Third, the book is a misrepresentation of the scientific method, happily hoist by its own petard. Authors are not to be congratulated when they identify regions of science that could have more answers (for which evolutionary biochemistry certainly qualifies), and interpret that lack as indicating that the questions are intrinsically unanswerable. Despite Dr. Behe’s training as a scientist, he has been brought up in a religious milieu where answers by instant gratification are the norm. Science requires truly hard work to achieve the reliable understanding it purveys; there it is in sharp contrast to religion’s fatuous attempts at providing understanding or its human-treasonable claims that understanding is beyond human comprehension.

With hard work and even the possibility of progress dismissed, Dr Behe waves his magic wand, discards the scientific method, and launches into his philosopher’s stone of universal explanation: it was all designed. Presenting this silly, lazy, ignorant, and intellectually abominable view — essentially discarding reason and invoking that first resort of the intellectually challenged (that is, God) — he present what he thinks is the most wondrous of theories, that the only way of achieving complexity is by design. There we see Dr. Behe dangling from his petard, proclaiming his “science” of intelligent design, while not troubling to seek the regulation of that awesome monitor of scientific enterprise, peer review.

I would do Dr. Behe and his book a disservice if I left the impression that it was all misrepresentation. Some features it represents with startling clarity. One is the crippling effect of limited imagination. Dr. Behe’s failure to explain complex processes and structures in evolutionary terms is a reflection not on science but on Dr. Behe’s limited powers of imagination. That his paradigm folksy example of a mousetrap as a fine example of an irreducibly complex entity has been shown to be false by an amusing note on the inverse evolution of such a trap (udel.edu/~mcdonald/mousetrap.html) is but a minor but still significant illustration of the mouse hole of limited outlook that Dr. Behe has dug for himself. On a grander scale, he seems totally unaware of the ability of nature to improvise, using whatever happens to be lying around to achieve a local advantage, and thus embark on the awesome vehicle of evolution.

The danger of this book — and why it receives so much attention — is partly that it is so well written (or so some find; I among them, I must confess). I learned a huge amount from it (I think), and it was only my wary eye that held me back from slipping along with the argument. Moreover, here we have a real, and very competent (but deeply misguided) scientist purveying some very good science and pointing up some very important omissions in our current understanding. Dr. Behe and his book must be as gold-dust among the dross of the general run of creationists and their so-called literature. The general reader will not know the limitations of his argument, or be aware of his misrepresentations of the facts, and will easily be seduced by his arguments. After all, it seems so very much easier, and certainly avoids a lot of intellectual effort, to accept that God did it all, even though we have to interpret the carefully coded allusions to this incompetent figment of impoverished imaginations.

--*--

[Exercise a]: Decide whether each statement below agrees with the book review. For each one, answer yes or no and quote the words of the review that decide it. (i) The mousetrap example has been shown to be false. (ii) The reviewer found the book poorly written. (iii) Dr. Behe submitted his intelligent design to peer review.

[Rows]:
--*--

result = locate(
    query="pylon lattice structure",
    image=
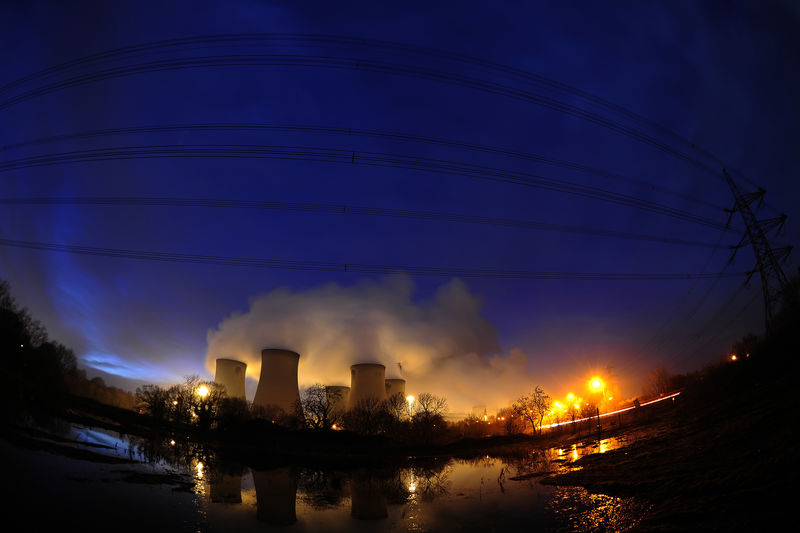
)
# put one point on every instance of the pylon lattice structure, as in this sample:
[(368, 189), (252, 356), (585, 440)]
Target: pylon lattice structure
[(768, 260)]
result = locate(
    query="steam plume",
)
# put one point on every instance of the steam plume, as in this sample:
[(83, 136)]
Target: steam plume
[(443, 344)]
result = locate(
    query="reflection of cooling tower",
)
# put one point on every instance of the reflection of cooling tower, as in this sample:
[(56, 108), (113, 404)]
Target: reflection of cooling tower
[(395, 386), (277, 386), (338, 396), (368, 502), (230, 373), (276, 492), (227, 487), (367, 382)]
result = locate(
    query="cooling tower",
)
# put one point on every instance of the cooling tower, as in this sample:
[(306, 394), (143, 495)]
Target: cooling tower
[(231, 373), (338, 396), (277, 386), (395, 386), (226, 487), (367, 381), (367, 499)]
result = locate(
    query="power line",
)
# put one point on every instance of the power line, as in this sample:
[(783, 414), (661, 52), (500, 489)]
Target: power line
[(341, 209), (395, 136), (351, 63), (348, 267), (380, 159)]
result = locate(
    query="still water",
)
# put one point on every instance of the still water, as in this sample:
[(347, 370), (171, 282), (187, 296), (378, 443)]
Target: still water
[(177, 484), (480, 494)]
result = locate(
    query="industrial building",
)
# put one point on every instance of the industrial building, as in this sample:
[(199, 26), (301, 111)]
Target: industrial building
[(395, 386), (367, 382), (338, 396), (277, 386)]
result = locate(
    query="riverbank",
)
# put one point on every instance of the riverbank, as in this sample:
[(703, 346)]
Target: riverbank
[(723, 460)]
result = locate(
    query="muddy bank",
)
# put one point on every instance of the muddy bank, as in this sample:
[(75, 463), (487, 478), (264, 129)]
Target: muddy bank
[(723, 459)]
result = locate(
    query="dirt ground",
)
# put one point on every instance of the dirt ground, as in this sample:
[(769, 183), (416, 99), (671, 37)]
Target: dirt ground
[(723, 459)]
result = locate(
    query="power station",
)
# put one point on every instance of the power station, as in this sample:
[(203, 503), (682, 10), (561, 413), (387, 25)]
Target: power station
[(337, 396), (277, 386), (395, 386), (230, 374), (367, 383)]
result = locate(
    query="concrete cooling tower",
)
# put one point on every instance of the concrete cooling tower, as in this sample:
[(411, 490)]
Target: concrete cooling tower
[(367, 381), (395, 386), (277, 386), (338, 396), (231, 373)]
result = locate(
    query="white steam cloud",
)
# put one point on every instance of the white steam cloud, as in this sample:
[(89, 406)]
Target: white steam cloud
[(443, 344)]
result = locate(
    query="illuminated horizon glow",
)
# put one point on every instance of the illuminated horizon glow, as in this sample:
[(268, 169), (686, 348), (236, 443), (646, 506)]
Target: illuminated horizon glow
[(618, 411), (115, 365)]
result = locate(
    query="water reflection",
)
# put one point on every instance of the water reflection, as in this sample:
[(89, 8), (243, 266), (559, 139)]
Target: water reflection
[(479, 494), (276, 494)]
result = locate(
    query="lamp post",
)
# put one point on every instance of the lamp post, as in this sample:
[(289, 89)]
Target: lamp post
[(598, 386)]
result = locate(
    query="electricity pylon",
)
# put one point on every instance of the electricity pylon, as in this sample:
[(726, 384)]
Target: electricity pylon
[(768, 260)]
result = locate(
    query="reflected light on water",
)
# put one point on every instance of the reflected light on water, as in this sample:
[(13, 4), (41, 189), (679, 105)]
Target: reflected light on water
[(581, 510)]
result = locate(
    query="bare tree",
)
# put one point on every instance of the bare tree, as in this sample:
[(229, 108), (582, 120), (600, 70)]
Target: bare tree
[(658, 382), (428, 404), (509, 419), (319, 406), (533, 407)]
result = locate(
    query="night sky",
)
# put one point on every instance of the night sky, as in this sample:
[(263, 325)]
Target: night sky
[(567, 139)]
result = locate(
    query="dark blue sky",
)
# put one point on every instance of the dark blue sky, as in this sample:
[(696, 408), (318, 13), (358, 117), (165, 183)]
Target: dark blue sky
[(722, 76)]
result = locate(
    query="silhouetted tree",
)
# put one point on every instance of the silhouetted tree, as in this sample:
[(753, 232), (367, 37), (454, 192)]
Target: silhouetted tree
[(533, 407), (509, 420), (320, 406), (659, 382), (153, 400)]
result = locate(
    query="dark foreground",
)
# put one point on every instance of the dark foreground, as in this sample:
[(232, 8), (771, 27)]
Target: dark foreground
[(722, 457), (723, 460)]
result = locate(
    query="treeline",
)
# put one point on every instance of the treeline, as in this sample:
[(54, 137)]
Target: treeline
[(39, 373), (205, 406), (779, 344)]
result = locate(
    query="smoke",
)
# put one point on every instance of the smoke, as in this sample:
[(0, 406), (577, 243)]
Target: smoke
[(443, 344)]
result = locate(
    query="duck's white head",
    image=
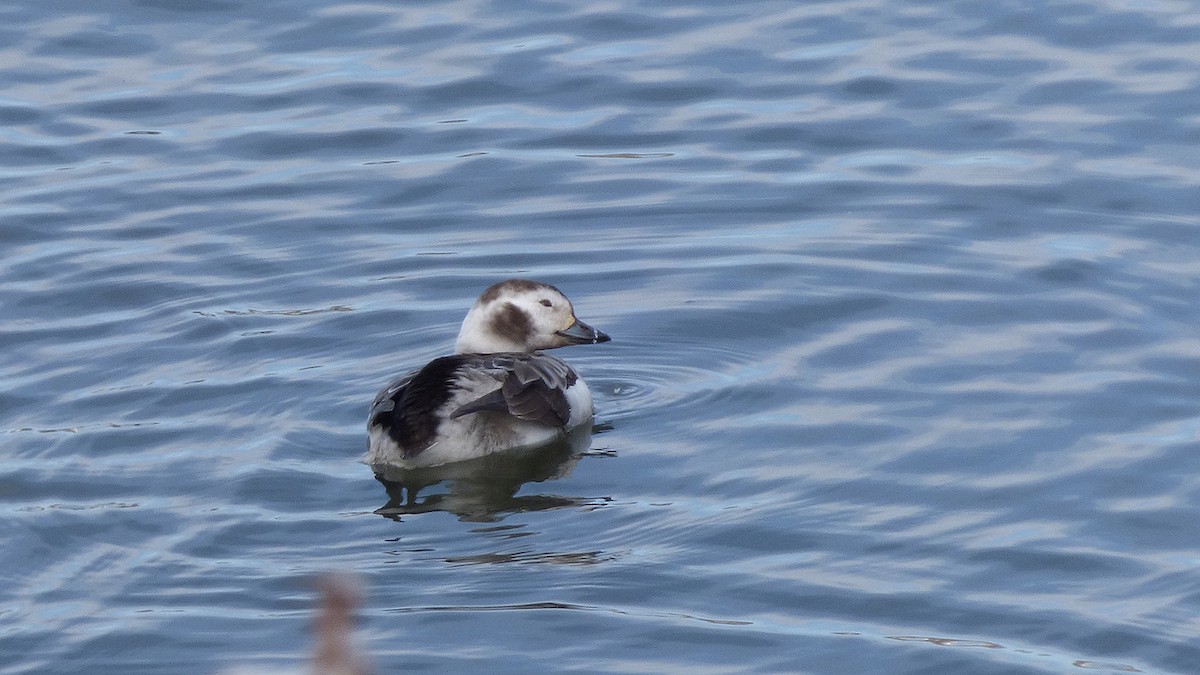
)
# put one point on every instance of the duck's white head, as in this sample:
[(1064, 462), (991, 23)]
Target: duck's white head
[(522, 316)]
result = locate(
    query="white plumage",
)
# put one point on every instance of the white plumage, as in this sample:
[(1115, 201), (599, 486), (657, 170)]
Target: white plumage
[(497, 393)]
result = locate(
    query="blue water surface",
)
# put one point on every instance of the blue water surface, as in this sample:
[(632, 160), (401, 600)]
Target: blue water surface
[(904, 299)]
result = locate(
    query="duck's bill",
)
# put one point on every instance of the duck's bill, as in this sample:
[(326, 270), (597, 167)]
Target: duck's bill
[(580, 333)]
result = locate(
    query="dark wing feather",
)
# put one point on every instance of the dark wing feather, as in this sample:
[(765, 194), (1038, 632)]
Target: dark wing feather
[(534, 388), (408, 406)]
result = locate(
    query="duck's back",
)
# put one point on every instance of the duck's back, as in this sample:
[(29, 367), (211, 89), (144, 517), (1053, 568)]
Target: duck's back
[(463, 406)]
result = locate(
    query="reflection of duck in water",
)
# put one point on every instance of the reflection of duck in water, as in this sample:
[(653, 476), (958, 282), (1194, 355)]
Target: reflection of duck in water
[(497, 393)]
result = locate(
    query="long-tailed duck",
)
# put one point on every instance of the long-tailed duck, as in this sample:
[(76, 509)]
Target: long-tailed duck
[(497, 393)]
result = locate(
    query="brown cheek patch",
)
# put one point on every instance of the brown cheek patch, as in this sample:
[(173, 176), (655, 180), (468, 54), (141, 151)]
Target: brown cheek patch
[(513, 323), (515, 285)]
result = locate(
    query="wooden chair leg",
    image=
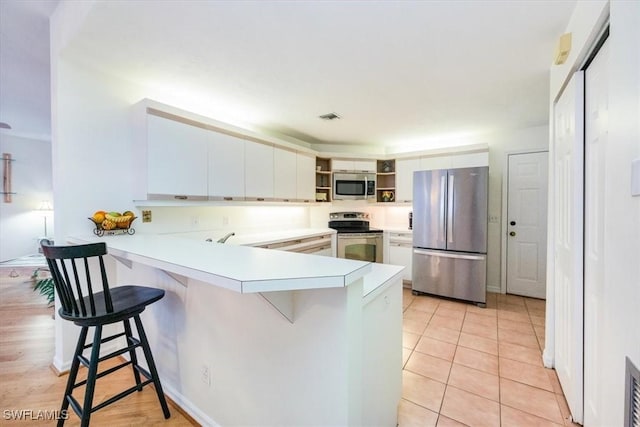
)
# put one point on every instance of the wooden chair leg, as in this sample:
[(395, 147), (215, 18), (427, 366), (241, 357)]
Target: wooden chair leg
[(152, 366), (73, 374), (132, 353), (91, 377)]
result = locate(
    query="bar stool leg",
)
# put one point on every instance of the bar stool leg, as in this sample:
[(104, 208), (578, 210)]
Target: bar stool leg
[(132, 353), (152, 366), (73, 373), (91, 377)]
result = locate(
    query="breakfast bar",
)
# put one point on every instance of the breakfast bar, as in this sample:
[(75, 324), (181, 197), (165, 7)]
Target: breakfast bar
[(253, 336)]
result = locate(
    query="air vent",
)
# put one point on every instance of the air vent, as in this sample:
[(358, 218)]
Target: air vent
[(632, 396), (329, 116)]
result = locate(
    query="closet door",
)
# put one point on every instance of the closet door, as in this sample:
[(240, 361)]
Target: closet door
[(568, 201)]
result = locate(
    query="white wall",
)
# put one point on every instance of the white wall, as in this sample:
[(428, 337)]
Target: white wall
[(20, 223), (618, 314)]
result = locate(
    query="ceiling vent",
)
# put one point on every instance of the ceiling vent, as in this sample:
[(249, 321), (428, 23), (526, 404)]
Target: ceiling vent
[(329, 116), (632, 396)]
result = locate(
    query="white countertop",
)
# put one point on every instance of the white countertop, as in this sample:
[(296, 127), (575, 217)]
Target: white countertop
[(239, 268)]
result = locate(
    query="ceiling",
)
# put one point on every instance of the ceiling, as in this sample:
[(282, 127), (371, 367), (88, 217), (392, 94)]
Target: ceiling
[(399, 73)]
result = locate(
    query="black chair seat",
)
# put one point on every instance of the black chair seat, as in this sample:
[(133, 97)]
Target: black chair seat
[(127, 301), (91, 303)]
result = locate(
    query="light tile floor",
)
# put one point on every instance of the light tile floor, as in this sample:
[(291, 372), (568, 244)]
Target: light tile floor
[(465, 365)]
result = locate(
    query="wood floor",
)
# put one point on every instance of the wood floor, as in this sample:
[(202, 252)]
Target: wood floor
[(29, 387)]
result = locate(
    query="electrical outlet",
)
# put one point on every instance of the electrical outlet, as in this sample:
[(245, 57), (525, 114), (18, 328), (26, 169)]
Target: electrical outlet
[(205, 374)]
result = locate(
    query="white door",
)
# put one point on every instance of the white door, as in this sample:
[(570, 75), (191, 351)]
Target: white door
[(596, 127), (177, 158), (527, 224), (568, 218)]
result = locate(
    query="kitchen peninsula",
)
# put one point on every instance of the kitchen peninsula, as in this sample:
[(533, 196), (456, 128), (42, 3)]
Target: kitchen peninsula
[(252, 336)]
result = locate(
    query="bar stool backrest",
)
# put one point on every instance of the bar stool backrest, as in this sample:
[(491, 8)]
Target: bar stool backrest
[(75, 290)]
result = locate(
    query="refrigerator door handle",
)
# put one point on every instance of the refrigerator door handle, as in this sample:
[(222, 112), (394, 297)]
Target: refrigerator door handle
[(443, 223), (448, 255), (450, 208)]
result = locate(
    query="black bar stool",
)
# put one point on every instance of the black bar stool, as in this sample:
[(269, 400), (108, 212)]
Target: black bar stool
[(88, 307)]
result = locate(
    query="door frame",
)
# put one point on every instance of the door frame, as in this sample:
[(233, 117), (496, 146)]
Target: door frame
[(505, 204)]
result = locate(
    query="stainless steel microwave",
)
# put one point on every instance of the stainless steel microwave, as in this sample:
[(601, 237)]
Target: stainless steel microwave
[(354, 186)]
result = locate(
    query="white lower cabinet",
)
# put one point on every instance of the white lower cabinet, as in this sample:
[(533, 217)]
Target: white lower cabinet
[(176, 160), (401, 252)]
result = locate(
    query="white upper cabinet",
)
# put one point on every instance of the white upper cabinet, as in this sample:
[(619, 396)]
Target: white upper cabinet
[(285, 174), (226, 167), (404, 178), (176, 160), (353, 165), (306, 177), (258, 171)]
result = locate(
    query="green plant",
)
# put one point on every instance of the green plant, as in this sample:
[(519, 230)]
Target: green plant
[(44, 285)]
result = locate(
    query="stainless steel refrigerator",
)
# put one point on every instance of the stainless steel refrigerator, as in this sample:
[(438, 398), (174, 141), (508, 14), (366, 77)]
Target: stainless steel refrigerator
[(450, 233)]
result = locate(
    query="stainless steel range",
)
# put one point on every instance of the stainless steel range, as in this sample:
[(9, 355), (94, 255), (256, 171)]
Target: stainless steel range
[(356, 240)]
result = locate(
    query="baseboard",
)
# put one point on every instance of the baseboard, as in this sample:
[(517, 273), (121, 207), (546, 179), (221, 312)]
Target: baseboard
[(187, 408)]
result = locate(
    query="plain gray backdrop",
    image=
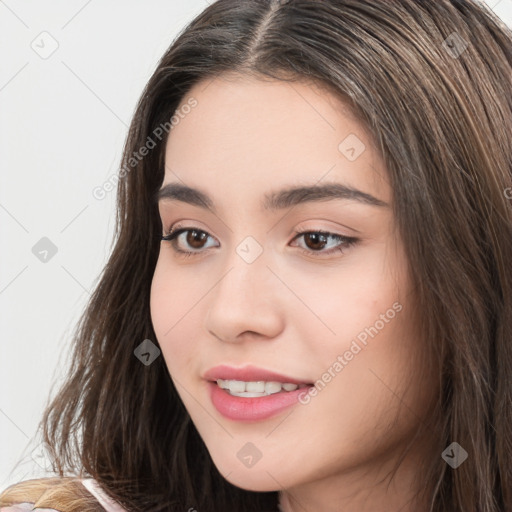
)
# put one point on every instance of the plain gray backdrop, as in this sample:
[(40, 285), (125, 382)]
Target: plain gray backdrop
[(71, 74)]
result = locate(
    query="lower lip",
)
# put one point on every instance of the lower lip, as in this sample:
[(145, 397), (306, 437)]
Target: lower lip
[(252, 409)]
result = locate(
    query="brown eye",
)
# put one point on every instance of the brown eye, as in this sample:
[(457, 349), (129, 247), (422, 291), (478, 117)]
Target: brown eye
[(195, 238)]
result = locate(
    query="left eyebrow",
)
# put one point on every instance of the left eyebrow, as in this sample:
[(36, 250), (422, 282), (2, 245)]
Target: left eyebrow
[(276, 200)]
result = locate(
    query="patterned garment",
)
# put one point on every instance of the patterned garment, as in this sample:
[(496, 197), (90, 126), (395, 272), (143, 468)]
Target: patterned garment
[(89, 483)]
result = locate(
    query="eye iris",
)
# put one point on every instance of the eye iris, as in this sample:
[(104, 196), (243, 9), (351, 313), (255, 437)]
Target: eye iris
[(193, 236), (316, 237)]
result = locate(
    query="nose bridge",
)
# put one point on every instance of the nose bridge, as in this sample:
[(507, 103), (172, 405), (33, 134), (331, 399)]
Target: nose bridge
[(246, 268), (245, 298)]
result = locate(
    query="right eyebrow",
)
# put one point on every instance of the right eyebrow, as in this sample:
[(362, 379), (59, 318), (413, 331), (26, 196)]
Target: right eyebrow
[(275, 200)]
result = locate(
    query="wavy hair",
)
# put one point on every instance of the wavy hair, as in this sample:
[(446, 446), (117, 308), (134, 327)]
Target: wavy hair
[(431, 81)]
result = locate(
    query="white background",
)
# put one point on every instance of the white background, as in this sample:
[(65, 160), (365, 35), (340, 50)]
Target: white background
[(63, 121)]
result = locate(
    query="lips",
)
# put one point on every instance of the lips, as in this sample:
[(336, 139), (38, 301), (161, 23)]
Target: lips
[(249, 373)]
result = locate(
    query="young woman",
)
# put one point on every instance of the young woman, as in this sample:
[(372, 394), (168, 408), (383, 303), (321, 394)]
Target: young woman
[(309, 302)]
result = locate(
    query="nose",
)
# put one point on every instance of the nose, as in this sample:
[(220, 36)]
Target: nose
[(246, 303)]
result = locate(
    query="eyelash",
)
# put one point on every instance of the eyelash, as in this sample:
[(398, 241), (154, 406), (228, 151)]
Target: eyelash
[(347, 241)]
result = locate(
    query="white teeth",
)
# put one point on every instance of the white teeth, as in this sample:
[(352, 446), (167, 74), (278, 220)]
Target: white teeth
[(254, 389)]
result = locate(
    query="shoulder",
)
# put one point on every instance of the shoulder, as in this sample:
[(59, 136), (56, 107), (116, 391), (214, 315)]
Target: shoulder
[(57, 494)]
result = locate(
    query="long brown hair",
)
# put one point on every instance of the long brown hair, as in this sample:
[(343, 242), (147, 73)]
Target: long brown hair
[(432, 83)]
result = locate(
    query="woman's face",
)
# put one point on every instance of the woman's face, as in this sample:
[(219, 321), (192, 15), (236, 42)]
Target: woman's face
[(312, 308)]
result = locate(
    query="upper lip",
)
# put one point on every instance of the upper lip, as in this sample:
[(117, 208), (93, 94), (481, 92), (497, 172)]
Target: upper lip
[(249, 373)]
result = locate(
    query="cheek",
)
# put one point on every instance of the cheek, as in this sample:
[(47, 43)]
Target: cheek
[(170, 311)]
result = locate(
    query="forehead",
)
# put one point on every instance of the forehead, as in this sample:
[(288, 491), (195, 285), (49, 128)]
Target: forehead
[(254, 133)]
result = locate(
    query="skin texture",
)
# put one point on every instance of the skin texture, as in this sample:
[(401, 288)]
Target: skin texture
[(288, 311)]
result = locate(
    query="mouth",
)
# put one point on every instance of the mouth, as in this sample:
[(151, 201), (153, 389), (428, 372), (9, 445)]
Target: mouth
[(251, 393), (253, 389)]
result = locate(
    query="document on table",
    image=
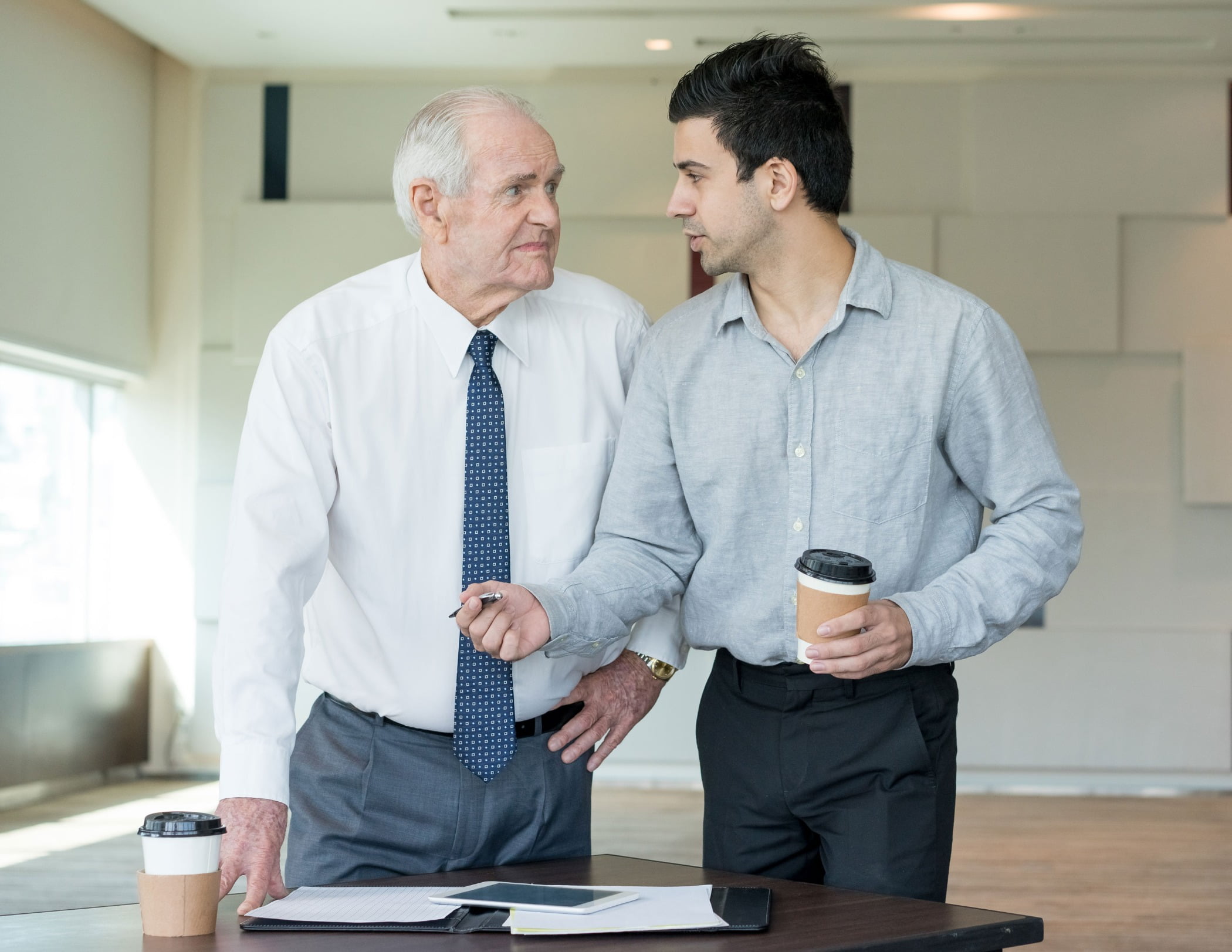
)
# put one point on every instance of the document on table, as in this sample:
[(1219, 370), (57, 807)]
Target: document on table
[(358, 904), (657, 908)]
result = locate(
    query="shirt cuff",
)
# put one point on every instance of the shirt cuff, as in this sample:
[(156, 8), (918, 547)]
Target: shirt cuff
[(930, 626), (562, 625), (659, 636), (255, 769)]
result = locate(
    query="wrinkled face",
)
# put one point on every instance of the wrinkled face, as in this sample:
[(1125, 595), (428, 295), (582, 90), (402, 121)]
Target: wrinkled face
[(504, 232), (725, 218)]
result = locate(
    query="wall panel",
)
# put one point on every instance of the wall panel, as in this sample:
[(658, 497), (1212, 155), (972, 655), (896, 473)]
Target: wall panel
[(76, 107), (284, 253), (1177, 281), (1099, 700), (1208, 431), (907, 238), (1134, 147), (1052, 277), (908, 147), (646, 258)]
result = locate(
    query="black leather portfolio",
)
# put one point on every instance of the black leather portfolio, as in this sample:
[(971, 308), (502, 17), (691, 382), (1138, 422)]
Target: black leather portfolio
[(742, 908)]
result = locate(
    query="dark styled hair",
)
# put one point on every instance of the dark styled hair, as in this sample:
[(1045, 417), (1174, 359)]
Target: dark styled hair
[(770, 97)]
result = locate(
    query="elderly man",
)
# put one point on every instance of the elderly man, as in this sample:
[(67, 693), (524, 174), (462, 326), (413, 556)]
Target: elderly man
[(439, 421)]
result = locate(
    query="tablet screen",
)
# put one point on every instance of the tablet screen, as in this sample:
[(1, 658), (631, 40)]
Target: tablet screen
[(529, 895)]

--*--

[Exercise b]: Express everything in the entries, from their start down to the line containing "381), (367, 499)]", as a numbered list, with both ends included. Omit blank lines and the picture.

[Task answer a]:
(i) Yes: "has been shown to be false by an amusing note on the inverse evolution of such a trap"
(ii) No: "it is so well written (or so some find; I among them, I must confess)"
(iii) No: "while not troubling to seek the regulation of that awesome monitor of scientific enterprise, peer review"

[Task answer b]:
1. result = locate(
2.     query="pylon lattice structure",
3.     image=
4. )
5. # put one point on every instance of the pylon lattice structure, as in this sample:
6. [(368, 189), (252, 356), (585, 440)]
7. Target: pylon lattice structure
8. [(768, 260)]
9. result = locate(
10.     query="steam plume",
11. )
12. # put one point on every instance of the steam plume, as in this sample:
13. [(83, 136)]
14. Target: steam plume
15. [(443, 344)]
16. result = locate(
17.     query="reflection of cooling tower",
18. )
19. # put one point on every instance of the reflection of cooling tower, as in this sample:
20. [(56, 108), (113, 404)]
21. Target: reflection of cooling tower
22. [(395, 386), (277, 386), (338, 396), (368, 502), (230, 373), (276, 492), (227, 487), (367, 382)]
23. result = locate(
24.     query="cooling tower",
25. )
26. # put one point on every instance of the cooling tower, as in this sample:
27. [(306, 394), (143, 495)]
28. Target: cooling tower
29. [(231, 373), (338, 396), (277, 386), (395, 386), (226, 487), (367, 381), (367, 499)]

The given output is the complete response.